Location identification entries:
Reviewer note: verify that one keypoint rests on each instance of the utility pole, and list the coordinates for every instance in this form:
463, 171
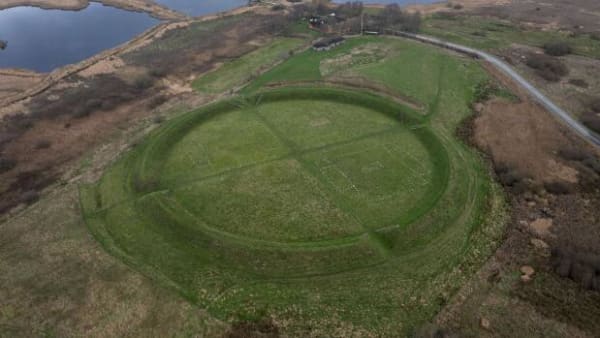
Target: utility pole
362, 23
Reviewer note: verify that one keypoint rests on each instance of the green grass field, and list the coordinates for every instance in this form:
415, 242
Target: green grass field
334, 211
241, 70
489, 34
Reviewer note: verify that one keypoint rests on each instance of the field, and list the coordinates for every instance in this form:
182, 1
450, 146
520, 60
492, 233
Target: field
243, 69
492, 33
331, 211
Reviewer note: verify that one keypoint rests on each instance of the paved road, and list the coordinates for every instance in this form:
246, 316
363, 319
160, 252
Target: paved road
508, 70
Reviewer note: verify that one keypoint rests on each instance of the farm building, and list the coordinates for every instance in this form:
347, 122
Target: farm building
328, 43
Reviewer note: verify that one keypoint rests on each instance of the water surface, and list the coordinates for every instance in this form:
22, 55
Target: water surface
43, 40
202, 7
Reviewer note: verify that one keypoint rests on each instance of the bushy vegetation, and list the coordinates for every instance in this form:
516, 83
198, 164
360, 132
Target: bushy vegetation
549, 68
495, 34
557, 48
221, 176
583, 268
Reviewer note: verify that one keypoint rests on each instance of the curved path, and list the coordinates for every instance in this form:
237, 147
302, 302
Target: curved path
507, 69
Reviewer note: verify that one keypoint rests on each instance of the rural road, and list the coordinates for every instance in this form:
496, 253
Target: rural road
509, 71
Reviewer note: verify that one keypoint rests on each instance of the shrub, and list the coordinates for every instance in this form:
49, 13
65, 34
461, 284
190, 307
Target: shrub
143, 82
592, 121
579, 83
558, 187
592, 163
557, 48
29, 197
158, 119
547, 67
157, 101
573, 154
43, 144
595, 105
7, 164
158, 72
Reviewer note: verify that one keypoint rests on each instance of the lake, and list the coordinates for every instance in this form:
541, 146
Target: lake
202, 7
43, 40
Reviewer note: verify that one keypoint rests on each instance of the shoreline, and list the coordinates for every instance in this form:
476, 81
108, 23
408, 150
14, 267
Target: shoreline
144, 6
50, 79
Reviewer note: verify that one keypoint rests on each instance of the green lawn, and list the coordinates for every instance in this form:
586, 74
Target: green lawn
334, 211
489, 34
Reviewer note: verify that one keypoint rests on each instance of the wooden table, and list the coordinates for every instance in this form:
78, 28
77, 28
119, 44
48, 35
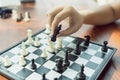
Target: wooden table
11, 32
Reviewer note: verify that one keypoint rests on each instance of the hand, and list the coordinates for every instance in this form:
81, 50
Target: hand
75, 19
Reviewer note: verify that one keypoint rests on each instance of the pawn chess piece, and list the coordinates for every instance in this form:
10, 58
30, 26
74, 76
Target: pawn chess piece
33, 65
22, 61
36, 43
7, 62
29, 34
104, 47
47, 31
51, 47
44, 54
58, 43
27, 17
87, 40
81, 75
14, 14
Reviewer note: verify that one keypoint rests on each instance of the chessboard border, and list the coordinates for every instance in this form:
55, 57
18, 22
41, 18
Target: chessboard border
95, 76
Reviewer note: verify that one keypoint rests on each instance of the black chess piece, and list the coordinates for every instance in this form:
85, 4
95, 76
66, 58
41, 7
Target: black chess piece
43, 76
77, 50
56, 32
33, 65
66, 62
81, 75
87, 40
59, 65
104, 47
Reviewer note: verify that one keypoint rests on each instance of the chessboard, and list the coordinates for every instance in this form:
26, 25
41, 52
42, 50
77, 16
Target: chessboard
91, 56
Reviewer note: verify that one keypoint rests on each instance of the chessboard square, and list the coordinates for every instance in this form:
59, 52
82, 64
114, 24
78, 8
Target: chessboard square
72, 57
70, 73
15, 68
81, 61
52, 74
49, 64
68, 39
86, 56
31, 49
61, 54
90, 51
72, 45
40, 60
38, 52
91, 65
7, 53
34, 76
88, 71
62, 77
15, 50
96, 60
15, 59
75, 67
42, 70
24, 73
29, 66
31, 56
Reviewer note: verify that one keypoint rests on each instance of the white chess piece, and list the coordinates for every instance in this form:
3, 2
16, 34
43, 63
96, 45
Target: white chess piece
7, 62
51, 47
44, 54
58, 43
29, 34
47, 31
36, 43
27, 18
14, 14
22, 61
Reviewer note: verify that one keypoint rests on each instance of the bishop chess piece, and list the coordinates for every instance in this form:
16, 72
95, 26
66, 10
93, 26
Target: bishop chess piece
87, 40
104, 47
33, 65
56, 32
81, 75
59, 66
77, 50
66, 62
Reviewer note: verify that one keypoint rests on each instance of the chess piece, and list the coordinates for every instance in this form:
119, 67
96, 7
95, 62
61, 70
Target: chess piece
27, 17
14, 14
77, 50
51, 47
47, 31
44, 54
29, 34
22, 61
56, 32
59, 43
87, 40
33, 65
104, 47
59, 66
66, 62
36, 43
7, 62
81, 75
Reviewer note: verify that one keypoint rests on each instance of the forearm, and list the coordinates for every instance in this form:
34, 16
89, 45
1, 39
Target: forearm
103, 15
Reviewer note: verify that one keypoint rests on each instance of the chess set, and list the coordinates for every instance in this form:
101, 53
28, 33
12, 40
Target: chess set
42, 57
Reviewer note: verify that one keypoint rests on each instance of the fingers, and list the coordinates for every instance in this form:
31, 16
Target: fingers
53, 13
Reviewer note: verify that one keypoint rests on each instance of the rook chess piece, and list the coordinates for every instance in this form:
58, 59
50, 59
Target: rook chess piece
87, 40
56, 32
104, 47
33, 65
81, 75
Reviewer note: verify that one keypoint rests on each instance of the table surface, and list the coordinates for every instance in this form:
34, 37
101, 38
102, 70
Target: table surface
11, 32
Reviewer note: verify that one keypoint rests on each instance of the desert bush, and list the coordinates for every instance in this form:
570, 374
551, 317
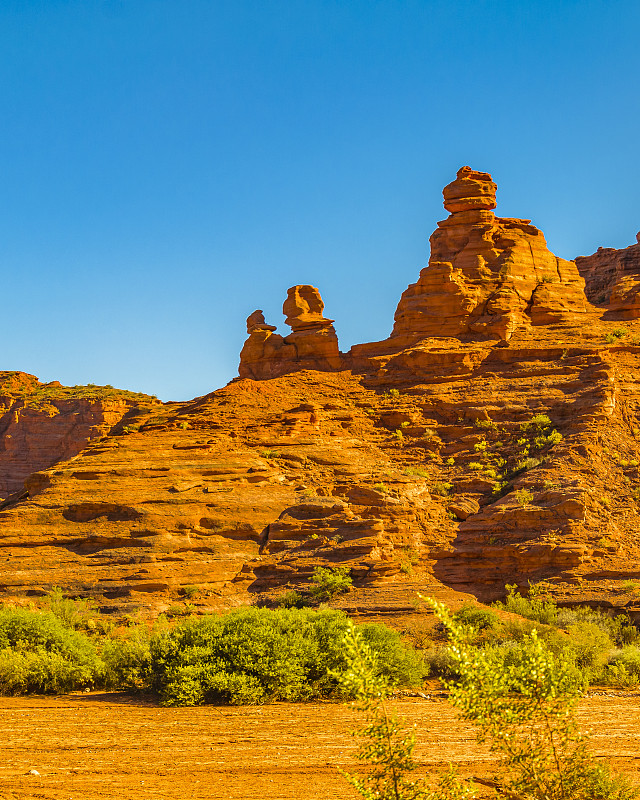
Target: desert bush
292, 599
523, 707
476, 617
623, 669
326, 583
127, 659
38, 653
256, 655
536, 606
73, 613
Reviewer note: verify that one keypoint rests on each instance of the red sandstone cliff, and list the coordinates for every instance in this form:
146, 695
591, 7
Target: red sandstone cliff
41, 424
494, 437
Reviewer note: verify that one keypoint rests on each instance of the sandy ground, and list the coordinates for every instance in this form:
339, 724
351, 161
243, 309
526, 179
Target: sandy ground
117, 746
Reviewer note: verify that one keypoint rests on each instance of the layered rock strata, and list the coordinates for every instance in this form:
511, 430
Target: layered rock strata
438, 454
612, 277
41, 424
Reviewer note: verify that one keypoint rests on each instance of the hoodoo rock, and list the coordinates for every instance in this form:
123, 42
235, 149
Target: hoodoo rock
313, 344
613, 277
255, 322
434, 461
487, 276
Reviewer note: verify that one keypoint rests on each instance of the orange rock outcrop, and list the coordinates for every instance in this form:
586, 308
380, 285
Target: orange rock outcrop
613, 278
487, 275
313, 343
41, 424
493, 438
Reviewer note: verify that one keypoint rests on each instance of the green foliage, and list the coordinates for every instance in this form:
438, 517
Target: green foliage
475, 617
527, 463
255, 655
537, 606
39, 653
292, 599
127, 658
523, 707
326, 583
388, 747
623, 668
74, 614
485, 423
615, 334
525, 710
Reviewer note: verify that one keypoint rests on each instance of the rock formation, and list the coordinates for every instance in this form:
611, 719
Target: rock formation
313, 343
487, 275
612, 277
434, 460
41, 424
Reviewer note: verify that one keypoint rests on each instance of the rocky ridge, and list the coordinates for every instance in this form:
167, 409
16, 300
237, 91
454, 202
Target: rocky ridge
500, 445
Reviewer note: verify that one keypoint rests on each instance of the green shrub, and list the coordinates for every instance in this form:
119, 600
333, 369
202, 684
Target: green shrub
536, 606
522, 701
326, 583
127, 659
256, 655
38, 653
73, 613
623, 668
475, 617
442, 488
523, 497
292, 599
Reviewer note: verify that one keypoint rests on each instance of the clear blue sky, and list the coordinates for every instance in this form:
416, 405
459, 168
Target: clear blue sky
169, 166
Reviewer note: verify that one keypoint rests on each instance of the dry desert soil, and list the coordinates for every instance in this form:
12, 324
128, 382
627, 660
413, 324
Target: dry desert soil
117, 746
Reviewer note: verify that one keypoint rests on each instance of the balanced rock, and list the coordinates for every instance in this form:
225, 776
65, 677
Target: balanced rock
255, 322
487, 275
303, 308
313, 344
470, 191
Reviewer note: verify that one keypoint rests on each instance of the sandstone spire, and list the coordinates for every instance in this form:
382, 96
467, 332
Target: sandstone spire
487, 275
313, 343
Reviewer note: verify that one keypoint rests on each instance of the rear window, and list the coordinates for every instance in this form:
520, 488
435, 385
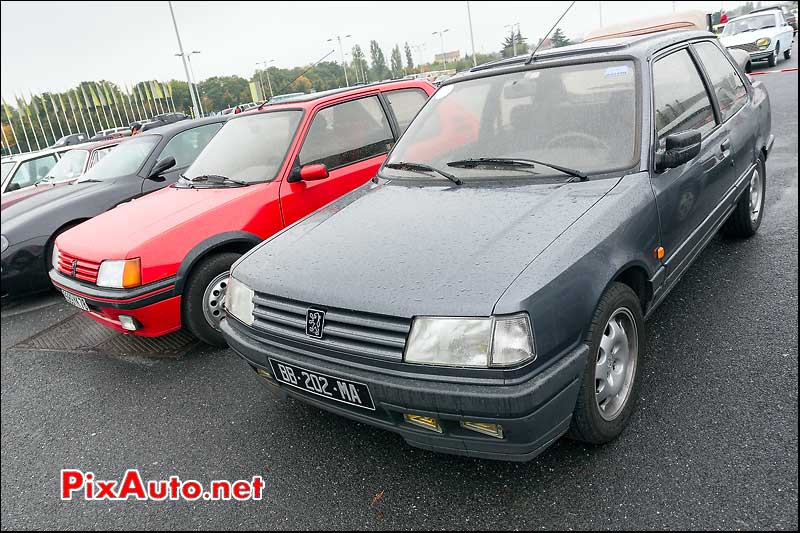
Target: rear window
126, 159
578, 116
405, 105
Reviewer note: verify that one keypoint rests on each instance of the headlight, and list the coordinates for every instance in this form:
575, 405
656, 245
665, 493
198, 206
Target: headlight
54, 259
470, 342
239, 301
120, 274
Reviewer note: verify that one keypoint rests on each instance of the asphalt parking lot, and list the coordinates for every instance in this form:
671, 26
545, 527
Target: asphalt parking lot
712, 445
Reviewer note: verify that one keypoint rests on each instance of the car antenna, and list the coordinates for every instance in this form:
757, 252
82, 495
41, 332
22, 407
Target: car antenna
280, 91
541, 41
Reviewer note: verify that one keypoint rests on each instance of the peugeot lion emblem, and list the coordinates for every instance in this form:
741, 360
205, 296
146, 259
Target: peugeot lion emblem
315, 323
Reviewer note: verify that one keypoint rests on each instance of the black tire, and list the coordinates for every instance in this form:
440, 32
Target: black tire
588, 425
192, 315
740, 224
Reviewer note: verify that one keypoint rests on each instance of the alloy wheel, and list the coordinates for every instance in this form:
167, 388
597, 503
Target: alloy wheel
615, 366
214, 299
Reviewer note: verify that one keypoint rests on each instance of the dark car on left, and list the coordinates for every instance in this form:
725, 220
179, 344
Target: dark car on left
140, 165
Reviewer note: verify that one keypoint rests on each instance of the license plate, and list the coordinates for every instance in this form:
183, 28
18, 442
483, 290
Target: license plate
330, 387
77, 301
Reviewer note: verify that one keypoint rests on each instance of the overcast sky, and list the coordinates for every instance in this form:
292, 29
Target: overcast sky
54, 46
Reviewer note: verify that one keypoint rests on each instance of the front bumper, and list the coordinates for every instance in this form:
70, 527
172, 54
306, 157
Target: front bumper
533, 413
156, 307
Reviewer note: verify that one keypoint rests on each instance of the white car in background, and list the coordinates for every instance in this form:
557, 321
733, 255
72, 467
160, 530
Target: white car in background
764, 35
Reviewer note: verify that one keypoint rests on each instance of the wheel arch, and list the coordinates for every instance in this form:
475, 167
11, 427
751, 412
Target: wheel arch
231, 241
635, 275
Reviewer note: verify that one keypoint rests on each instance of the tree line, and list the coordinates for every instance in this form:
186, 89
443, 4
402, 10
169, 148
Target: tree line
38, 121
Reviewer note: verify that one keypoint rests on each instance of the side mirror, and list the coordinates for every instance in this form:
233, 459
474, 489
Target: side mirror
680, 148
161, 166
309, 173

== Problem details ==
Reproduce the listing above exactly from the line containing "of the wheel" through its last line, with both of those lines included.

== Answer to this task ==
Reviewer note: verify that one keypoint rests on each instance of the wheel arch, and list the coordinates for every instance in this form:
475, 167
11, 427
751, 412
Target: wheel arch
231, 241
635, 275
Reviewer note: verify that one keypoint rests on each instance of the tree line, and list the coordinates for every instance in this form:
186, 89
443, 4
402, 10
169, 148
Target: tree line
38, 121
Reviewer note: verify that one keypoint rests on each instance of the side mirror, and list the coordinates for every instance in this form:
233, 459
474, 489
Target: side mirror
680, 148
161, 166
309, 173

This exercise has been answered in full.